◆ Set problem: Please report each line in the records below that contains the word "football".

◆ Items stored from a collection:
########
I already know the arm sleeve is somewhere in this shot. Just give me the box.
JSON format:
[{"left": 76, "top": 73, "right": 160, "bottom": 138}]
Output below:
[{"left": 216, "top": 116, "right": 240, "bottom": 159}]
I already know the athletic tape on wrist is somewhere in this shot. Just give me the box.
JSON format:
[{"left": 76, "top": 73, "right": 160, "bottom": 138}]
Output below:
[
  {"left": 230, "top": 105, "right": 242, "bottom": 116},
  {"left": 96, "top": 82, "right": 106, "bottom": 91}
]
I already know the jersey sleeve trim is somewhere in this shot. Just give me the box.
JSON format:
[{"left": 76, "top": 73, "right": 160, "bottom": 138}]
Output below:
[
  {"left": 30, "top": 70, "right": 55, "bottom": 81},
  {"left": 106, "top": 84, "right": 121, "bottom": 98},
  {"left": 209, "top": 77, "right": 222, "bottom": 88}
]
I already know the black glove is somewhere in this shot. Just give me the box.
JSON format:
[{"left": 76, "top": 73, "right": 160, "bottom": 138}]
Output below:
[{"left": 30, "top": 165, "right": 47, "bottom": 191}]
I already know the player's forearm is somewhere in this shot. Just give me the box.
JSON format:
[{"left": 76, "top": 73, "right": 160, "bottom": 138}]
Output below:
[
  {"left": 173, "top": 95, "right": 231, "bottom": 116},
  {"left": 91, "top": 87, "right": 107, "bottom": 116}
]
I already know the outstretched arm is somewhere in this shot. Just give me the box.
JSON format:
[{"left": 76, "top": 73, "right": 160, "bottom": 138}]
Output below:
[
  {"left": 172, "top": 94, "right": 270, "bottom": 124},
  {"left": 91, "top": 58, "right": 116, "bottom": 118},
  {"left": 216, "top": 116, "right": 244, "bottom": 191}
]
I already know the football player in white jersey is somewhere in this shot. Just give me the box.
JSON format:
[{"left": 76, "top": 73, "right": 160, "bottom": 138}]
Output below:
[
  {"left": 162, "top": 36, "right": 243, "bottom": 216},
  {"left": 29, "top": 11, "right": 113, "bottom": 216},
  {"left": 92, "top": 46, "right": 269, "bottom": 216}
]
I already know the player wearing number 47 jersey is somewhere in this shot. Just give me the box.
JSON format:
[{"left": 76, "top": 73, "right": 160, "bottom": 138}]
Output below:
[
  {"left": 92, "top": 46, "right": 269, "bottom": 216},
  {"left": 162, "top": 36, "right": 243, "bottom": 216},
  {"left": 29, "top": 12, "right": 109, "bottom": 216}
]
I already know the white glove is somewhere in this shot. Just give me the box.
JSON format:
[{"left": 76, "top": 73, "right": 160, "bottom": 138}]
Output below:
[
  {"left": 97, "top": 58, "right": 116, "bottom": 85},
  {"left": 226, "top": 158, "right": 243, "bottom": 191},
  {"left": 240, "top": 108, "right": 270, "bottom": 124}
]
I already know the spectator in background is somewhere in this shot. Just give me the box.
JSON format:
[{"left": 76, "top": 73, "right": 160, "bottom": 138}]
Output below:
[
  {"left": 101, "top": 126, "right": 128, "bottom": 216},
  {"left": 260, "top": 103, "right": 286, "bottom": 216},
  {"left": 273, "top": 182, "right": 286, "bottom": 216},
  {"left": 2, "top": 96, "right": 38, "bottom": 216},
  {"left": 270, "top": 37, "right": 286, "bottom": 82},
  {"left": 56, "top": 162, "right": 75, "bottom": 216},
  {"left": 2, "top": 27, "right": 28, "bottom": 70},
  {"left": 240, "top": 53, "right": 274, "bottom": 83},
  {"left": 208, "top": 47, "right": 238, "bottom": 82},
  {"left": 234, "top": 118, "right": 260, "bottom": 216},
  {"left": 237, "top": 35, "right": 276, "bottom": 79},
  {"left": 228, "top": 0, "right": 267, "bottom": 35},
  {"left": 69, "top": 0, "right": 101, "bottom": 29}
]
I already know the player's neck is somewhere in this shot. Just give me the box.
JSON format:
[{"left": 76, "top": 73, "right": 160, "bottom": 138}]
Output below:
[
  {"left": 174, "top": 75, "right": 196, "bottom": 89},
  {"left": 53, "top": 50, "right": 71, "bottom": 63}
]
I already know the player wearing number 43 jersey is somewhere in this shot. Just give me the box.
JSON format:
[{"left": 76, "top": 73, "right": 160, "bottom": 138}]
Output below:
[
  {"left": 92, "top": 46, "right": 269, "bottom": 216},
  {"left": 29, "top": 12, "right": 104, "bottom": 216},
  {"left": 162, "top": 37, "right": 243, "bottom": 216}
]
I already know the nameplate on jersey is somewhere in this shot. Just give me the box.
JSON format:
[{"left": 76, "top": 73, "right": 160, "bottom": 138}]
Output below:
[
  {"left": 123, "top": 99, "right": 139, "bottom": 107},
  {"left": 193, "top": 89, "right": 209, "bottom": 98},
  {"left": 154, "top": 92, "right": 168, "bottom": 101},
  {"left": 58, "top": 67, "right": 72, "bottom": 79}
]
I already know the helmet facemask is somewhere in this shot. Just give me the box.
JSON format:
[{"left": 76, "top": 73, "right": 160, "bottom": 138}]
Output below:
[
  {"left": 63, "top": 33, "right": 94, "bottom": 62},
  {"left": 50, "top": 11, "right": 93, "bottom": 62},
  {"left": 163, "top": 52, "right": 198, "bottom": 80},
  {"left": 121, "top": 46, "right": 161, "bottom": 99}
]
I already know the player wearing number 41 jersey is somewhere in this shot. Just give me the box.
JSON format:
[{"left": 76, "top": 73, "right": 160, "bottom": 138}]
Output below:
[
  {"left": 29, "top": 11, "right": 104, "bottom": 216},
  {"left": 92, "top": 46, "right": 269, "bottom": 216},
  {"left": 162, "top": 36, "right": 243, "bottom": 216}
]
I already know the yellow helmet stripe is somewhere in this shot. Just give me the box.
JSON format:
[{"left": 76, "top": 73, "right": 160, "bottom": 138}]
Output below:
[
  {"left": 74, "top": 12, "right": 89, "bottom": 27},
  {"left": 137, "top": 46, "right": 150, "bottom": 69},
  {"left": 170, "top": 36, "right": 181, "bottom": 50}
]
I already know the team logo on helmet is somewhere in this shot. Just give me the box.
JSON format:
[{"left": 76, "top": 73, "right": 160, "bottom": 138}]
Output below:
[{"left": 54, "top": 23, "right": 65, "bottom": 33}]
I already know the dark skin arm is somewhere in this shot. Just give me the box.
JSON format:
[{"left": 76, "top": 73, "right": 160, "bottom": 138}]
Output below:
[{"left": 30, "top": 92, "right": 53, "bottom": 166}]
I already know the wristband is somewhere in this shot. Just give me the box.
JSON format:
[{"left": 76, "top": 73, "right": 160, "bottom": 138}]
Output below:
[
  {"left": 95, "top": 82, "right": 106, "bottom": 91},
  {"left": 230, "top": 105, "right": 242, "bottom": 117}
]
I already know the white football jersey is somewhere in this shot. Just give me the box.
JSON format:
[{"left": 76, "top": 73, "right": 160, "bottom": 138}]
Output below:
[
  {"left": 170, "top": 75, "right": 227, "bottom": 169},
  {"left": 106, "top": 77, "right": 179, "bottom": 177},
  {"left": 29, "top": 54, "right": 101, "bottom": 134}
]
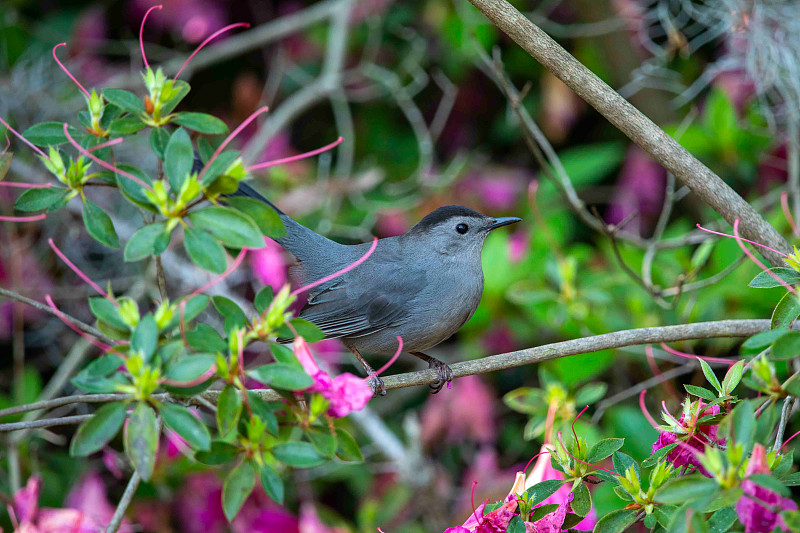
########
◆ The response:
I already know the football player in white jersey is somewhere in this shot. Just give me the box.
I already know the white football jersey is somewhere in this shot. Just give me the box.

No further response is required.